提供文:
^^^^

今後は診療報酬分+検査費用も負担に

医療機関の機能によっても若干異なる場合があるが、ある診療所で例えれば、「初診でコロナPCR検査、処方箋発行」を行った場合、診療報酬点数上はトータル1762点(10割負担で1万7620円)。現行ではこれらのうち、検査に関係する部分である850点(同8500円)が公費、すなわち残りの912点(同9120円)分は保険診療として、自己負担割合に応じた窓口負担が請求される。つまりこの場合、3割負担の人であれば、現行でも2736円の支払いとなっている。

「5類化」後は、これにさらに検査にかかる費用の自己負担分が上乗せされる(※1)となれば、「無理……払えない」という声、軽症者が受診しなくなることで感染が広がるとの懸念は容易に理解されるだろう。いや、軽症者でなくとも、この窓口負担を支払えない人は、検査を控え受診を我慢し、自宅で重症化するまで、あるいは死亡するまで発見されないという事態さえ引き起こしかねないともいえよう。

※1:診療報酬点数トータル1762点(10割負担で1万7620円)の内訳は、院内トリアージ実施料300点(新型コロナの疑い患者について、必要な感染予防策を講じた上で実施される外来診療を評価するもの)と診療・検査医療機関への上乗せ加算147点(発熱外来設置を評価するもの)が含まれているが、これらは「5類化」に向けて順次算定されなくなることが予想される(現在、中医協で議論中)。よって、912点にそのまま検査点数が上乗せ加算されることはないと考えられる。

^^^^

利用できるデータ:
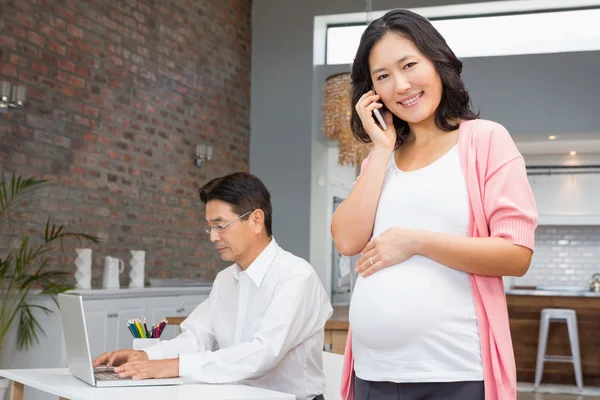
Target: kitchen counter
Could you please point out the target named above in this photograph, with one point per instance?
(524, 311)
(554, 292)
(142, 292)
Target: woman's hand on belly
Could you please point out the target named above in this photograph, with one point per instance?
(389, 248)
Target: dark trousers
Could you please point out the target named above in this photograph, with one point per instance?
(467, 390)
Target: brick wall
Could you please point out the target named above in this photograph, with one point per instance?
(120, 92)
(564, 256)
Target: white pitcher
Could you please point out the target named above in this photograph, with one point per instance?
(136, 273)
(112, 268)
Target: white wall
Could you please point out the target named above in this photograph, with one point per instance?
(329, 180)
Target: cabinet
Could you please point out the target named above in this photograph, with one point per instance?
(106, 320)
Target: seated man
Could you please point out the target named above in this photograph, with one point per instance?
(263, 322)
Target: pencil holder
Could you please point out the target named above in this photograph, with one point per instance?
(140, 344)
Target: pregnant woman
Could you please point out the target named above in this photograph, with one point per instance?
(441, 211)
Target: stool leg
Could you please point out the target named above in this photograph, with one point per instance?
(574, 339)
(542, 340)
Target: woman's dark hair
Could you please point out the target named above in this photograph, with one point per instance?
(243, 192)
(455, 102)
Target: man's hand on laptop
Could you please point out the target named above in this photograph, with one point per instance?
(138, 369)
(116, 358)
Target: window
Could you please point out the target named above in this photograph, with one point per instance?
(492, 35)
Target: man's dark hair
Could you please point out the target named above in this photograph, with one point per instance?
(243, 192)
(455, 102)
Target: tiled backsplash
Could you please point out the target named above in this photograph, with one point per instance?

^^^^

課題 A:
コロナ受診の窓口負担についての文章から、次の問いに答えてください。
(i) 例に挙げた診療所で、現行で公費となる検査関係の部分は何点か。
(ii) 3割負担の人が現行で支払う額はいくらか。
(iii) 院内トリアージ実施料は何点か。
課題 B: コロナ受診の窓口負担についての文章を、最後の文の後から書き継いでください。

解答 A:
(i) 850点(10割負担で8500円)
(ii) 2736円
(iii) 300点

解答 B:
医療機関が公費で大儲けしたと感じる人も

では、窓口負担増を歓迎している人は、いったい何に期待しているのだろうか。これらの意見を見渡すと、まず「コロナを特別扱いしなくなる」ことを第一に歓迎しているようだ。「コロナはカゼ」「そもそもコロナなど存在しない病気」「コロナはPCR検査が作り出したもの」といった非科学的な意見さえも散見される。

そこから「コロナは特別な病気ではないのだから、公費を投入することは間違いである」という意見につながっていくようだ。また一部の病院が病床確保料を不正に受給していたことを非難しつつ、コロナ禍によって医療機関が公費で大もうけしたと感じている人もいるらしい。窓口負担増によって「医療機関が検査で儲けられなくなる」「税金のムダ使いがなくなる」という意見の背景には、自己負担増に対する不満以上に、医療機関への不信感と怒りが存在しているのかもしれない。

しかし冷静に考えてみれば、窓口負担増によってダメージを被るのは医療機関ではないことは明白だ。いや被害を受けるのは、医療機関のユーザーである患者さん自身だ。とくに低所得者ほど、その打撃は大きいものとなる。